Start of INFORMATION SHOWN
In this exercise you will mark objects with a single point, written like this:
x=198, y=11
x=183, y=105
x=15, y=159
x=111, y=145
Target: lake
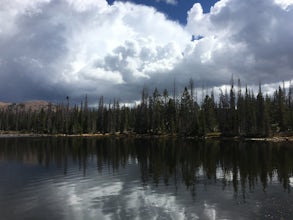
x=163, y=178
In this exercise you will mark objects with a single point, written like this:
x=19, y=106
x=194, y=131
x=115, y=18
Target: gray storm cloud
x=51, y=49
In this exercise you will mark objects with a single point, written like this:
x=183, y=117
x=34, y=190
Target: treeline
x=236, y=112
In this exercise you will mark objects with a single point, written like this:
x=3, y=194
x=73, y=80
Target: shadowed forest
x=236, y=112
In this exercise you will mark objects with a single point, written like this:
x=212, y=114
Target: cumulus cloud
x=51, y=49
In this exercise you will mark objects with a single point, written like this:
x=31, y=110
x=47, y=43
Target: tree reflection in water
x=164, y=160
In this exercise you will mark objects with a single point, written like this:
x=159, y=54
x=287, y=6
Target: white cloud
x=171, y=2
x=79, y=47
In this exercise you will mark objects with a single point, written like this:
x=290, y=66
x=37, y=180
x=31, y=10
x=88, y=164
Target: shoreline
x=276, y=138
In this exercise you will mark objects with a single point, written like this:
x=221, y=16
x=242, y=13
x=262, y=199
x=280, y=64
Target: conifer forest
x=235, y=112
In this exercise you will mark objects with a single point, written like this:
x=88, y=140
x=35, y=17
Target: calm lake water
x=89, y=178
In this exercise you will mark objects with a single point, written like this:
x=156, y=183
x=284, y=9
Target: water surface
x=90, y=178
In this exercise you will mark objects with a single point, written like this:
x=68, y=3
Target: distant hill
x=33, y=105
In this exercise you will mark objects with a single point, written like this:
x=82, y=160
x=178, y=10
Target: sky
x=50, y=49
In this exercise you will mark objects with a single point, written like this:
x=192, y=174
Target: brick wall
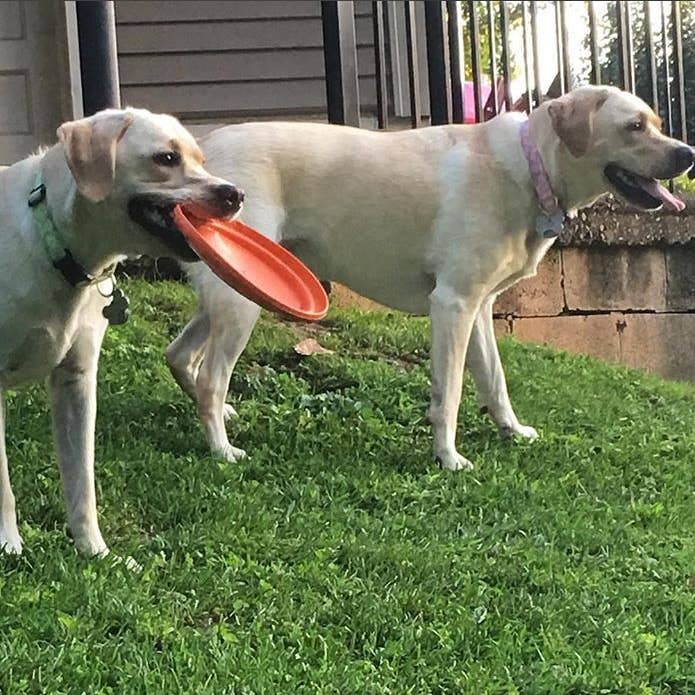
x=618, y=285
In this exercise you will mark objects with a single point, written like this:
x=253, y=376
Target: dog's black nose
x=230, y=196
x=683, y=158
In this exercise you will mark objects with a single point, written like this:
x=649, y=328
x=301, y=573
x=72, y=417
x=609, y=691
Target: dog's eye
x=167, y=159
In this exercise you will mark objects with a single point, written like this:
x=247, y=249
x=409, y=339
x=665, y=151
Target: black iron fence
x=484, y=57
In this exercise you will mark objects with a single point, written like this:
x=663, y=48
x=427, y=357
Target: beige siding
x=209, y=60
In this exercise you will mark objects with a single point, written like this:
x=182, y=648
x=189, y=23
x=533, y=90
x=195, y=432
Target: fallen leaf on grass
x=310, y=346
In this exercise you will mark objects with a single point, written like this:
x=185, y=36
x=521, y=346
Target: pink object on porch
x=485, y=98
x=469, y=100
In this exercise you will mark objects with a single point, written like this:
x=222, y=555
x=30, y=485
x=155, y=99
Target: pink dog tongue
x=665, y=196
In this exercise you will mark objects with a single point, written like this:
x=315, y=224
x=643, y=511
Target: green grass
x=337, y=558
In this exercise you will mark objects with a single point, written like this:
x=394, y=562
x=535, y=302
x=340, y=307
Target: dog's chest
x=35, y=342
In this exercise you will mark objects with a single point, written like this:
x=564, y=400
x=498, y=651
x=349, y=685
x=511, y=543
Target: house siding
x=218, y=60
End of INFORMATION SHOWN
● DIRECTIVE
Rewrite every line of the items above as a single numbered list, omitting blank lines, and leave the pictures out of your answer.

● EXERCISE SOLUTION
1. In this exercise you will mark objects with a single point, written like this:
2. x=198, y=11
3. x=183, y=105
4. x=15, y=159
5. x=111, y=145
6. Target: lake
7. x=163, y=178
8. In this exercise you will mark objects with a single point, written like this:
9. x=19, y=106
10. x=194, y=131
11. x=115, y=18
12. Target: gray storm cloud
13. x=51, y=49
14. In this exercise you will mark objects with a single point, written like this:
15. x=183, y=117
16. x=34, y=190
17. Target: treeline
18. x=236, y=112
19. In this exercise you will mark objects with a single point, written like this:
20. x=3, y=194
21. x=73, y=80
22. Target: shadowed forest
23. x=236, y=112
24. In this exercise you will mark objects with a single point, written like this:
25. x=212, y=114
26. Target: cumulus cloud
27. x=51, y=49
28. In this exercise you will mark objects with a single point, written like this:
29. x=31, y=110
30. x=47, y=43
31. Target: tree reflection in water
32. x=164, y=160
33. In this exercise you will mark objects with a single point, written like this:
34. x=159, y=54
35. x=287, y=6
36. Target: white cloud
37. x=171, y=2
38. x=79, y=47
39. In this exercise you will mark objects with a single point, written like this:
40. x=290, y=66
41. x=37, y=180
42. x=31, y=10
43. x=88, y=164
44. Target: shoreline
45. x=276, y=138
46. In this exercise you will mark objects with a single point, written like this:
47. x=221, y=16
48. x=242, y=13
49. x=262, y=199
50. x=280, y=64
51. Target: conifer forest
52. x=235, y=112
53. In this exercise you will mark objects with a single point, written like this:
54. x=88, y=140
55. x=35, y=17
56. Target: calm lake water
57. x=89, y=178
58. In this exercise you will mark objects with a single point, written like this:
59. x=156, y=183
60. x=284, y=9
61. Target: water surface
62. x=90, y=178
63. In this exercise you will mark objects with a single point, written like this:
64. x=68, y=3
65. Target: distant hill
66. x=33, y=105
67. In this exercise you will mark objects with a single point, written like this:
68. x=82, y=160
69. x=178, y=10
70. Target: sky
71. x=50, y=49
72. In this exercise you will mark objects with a single point, written like this:
73. x=192, y=174
74. Target: brick wall
75. x=618, y=285
76. In this exercise you will mark objects with a single point, written like this:
77. x=253, y=376
78. Target: dog's black nose
79. x=230, y=196
80. x=683, y=158
81. In this exercise you will mark objects with a single point, written like this:
82. x=649, y=328
83. x=301, y=573
84. x=72, y=417
85. x=609, y=691
86. Target: dog's eye
87. x=167, y=159
88. In this exercise you will mark objects with a single point, written like this:
89. x=247, y=249
90. x=409, y=339
91. x=665, y=151
92. Target: black iron fence
93. x=484, y=57
94. In this exercise you will mark objects with a single point, written like this:
95. x=663, y=48
96. x=427, y=357
97. Target: beige siding
98. x=209, y=60
99. In this exercise you will mark objects with a single point, written like this:
100. x=182, y=648
101. x=189, y=23
102. x=533, y=90
103. x=195, y=432
104. Target: fallen leaf on grass
105. x=310, y=346
106. In this exercise you will mark objects with a single point, written like this:
107. x=185, y=36
108. x=521, y=346
109. Target: pink object on porch
110. x=485, y=98
111. x=469, y=100
112. In this exercise you will mark objects with a single point, written like this:
113. x=222, y=555
114. x=30, y=485
115. x=155, y=99
116. Target: pink dog tongue
117. x=665, y=196
118. In this exercise you will mark objects with a single point, written like this:
119. x=315, y=224
120. x=643, y=511
121. Target: green grass
122. x=337, y=558
123. In this exercise you will mark objects with a single point, written like this:
124. x=394, y=562
125. x=535, y=302
126. x=340, y=307
127. Target: dog's chest
128. x=35, y=342
129. In this exercise you will mark objects with a single point, written like this:
130. x=564, y=400
131. x=498, y=651
132. x=349, y=685
133. x=511, y=543
134. Target: house siding
135. x=218, y=60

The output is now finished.